─── SOURCE MATERIAL ───

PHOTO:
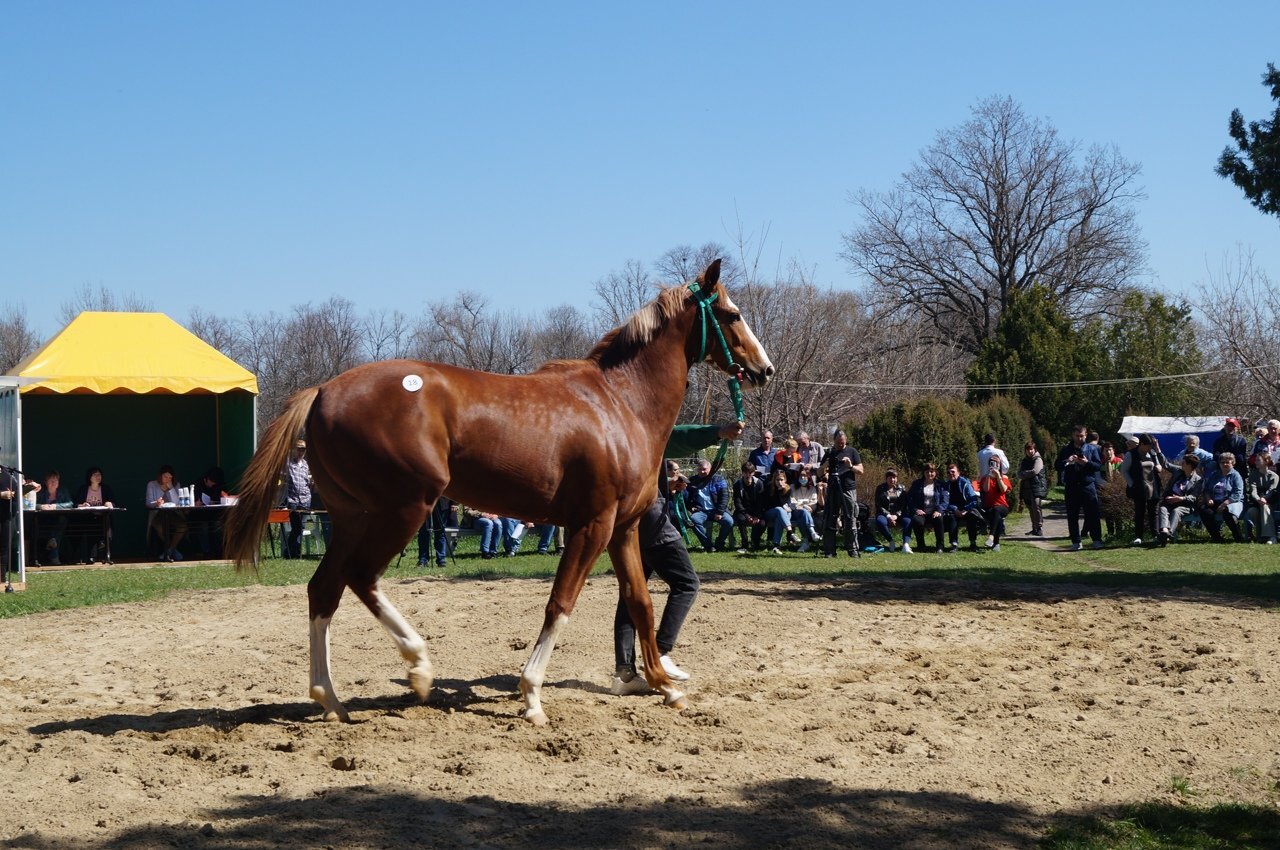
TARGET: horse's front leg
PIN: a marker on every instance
(581, 548)
(625, 553)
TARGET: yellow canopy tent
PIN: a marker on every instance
(131, 352)
(128, 392)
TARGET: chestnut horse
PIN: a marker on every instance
(576, 443)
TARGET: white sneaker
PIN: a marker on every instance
(635, 685)
(672, 670)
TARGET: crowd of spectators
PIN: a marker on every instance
(800, 494)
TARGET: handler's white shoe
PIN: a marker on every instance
(629, 688)
(670, 667)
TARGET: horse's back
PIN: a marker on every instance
(528, 446)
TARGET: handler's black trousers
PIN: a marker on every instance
(672, 565)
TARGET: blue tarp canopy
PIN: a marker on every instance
(1171, 432)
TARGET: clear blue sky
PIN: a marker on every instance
(250, 156)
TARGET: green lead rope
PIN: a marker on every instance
(735, 383)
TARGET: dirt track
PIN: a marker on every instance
(862, 713)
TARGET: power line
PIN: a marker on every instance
(1042, 384)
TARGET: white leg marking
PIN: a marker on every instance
(535, 671)
(321, 684)
(411, 645)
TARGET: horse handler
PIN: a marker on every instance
(662, 549)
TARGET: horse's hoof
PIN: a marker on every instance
(421, 682)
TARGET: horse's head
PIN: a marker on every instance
(734, 348)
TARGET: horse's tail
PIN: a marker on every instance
(243, 528)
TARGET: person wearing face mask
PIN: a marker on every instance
(1078, 465)
(805, 497)
(1229, 441)
(927, 503)
(891, 511)
(749, 508)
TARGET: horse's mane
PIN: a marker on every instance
(622, 343)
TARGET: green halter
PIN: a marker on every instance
(735, 383)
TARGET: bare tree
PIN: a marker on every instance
(216, 330)
(684, 263)
(17, 338)
(993, 206)
(565, 333)
(103, 300)
(387, 336)
(1238, 333)
(460, 332)
(624, 292)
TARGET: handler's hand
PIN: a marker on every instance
(731, 430)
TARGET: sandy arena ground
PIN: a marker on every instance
(862, 713)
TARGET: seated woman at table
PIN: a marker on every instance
(49, 535)
(169, 525)
(211, 487)
(209, 490)
(95, 494)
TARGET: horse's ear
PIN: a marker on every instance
(711, 274)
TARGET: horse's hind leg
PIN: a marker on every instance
(382, 540)
(324, 592)
(625, 553)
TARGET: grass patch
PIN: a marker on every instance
(1155, 826)
(1248, 571)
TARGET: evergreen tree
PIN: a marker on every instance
(1256, 165)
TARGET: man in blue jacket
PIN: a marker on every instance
(961, 508)
(707, 499)
(1078, 465)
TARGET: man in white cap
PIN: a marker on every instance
(297, 497)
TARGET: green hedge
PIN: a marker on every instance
(945, 430)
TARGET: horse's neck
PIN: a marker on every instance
(656, 378)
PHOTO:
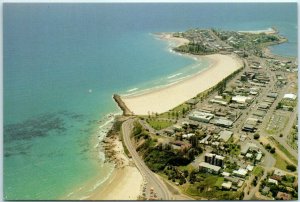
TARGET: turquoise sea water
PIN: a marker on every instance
(63, 62)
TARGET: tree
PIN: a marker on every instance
(256, 136)
(291, 167)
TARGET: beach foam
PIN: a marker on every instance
(163, 99)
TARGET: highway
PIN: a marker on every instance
(153, 181)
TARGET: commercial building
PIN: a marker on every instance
(272, 95)
(222, 122)
(226, 185)
(240, 172)
(272, 181)
(241, 99)
(290, 96)
(214, 159)
(225, 135)
(247, 147)
(203, 166)
(201, 116)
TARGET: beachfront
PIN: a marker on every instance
(164, 99)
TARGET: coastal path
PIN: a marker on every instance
(153, 181)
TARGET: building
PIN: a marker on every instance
(219, 160)
(205, 140)
(214, 159)
(203, 166)
(225, 174)
(240, 172)
(265, 190)
(258, 156)
(259, 113)
(225, 135)
(272, 95)
(188, 135)
(222, 122)
(247, 147)
(241, 99)
(250, 125)
(249, 167)
(226, 185)
(249, 155)
(279, 173)
(192, 101)
(272, 181)
(209, 158)
(283, 196)
(220, 102)
(201, 116)
(290, 96)
(234, 180)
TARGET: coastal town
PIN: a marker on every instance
(235, 140)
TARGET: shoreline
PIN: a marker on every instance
(125, 181)
(168, 97)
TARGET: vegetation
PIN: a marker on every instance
(194, 48)
(284, 150)
(256, 136)
(291, 167)
(258, 171)
(158, 124)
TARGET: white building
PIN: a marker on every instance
(273, 181)
(226, 185)
(240, 172)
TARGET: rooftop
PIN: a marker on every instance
(225, 135)
(209, 166)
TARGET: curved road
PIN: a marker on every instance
(153, 181)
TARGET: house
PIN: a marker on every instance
(249, 167)
(222, 122)
(258, 156)
(272, 181)
(283, 196)
(226, 185)
(225, 135)
(240, 172)
(290, 96)
(249, 155)
(203, 166)
(272, 95)
(279, 172)
(234, 180)
(188, 135)
(225, 174)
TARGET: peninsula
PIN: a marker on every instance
(228, 132)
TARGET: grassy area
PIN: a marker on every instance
(159, 124)
(258, 171)
(284, 150)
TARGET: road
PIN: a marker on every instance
(153, 181)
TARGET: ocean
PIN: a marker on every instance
(63, 63)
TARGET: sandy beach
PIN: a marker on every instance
(164, 99)
(125, 182)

───

__INSTRUCTIONS TO FOLLOW__. When a line among the entries above contains "building", copy it.

__RESPONSE AREA__.
TARGET: commercial building
TARGET: building
TARGET: white building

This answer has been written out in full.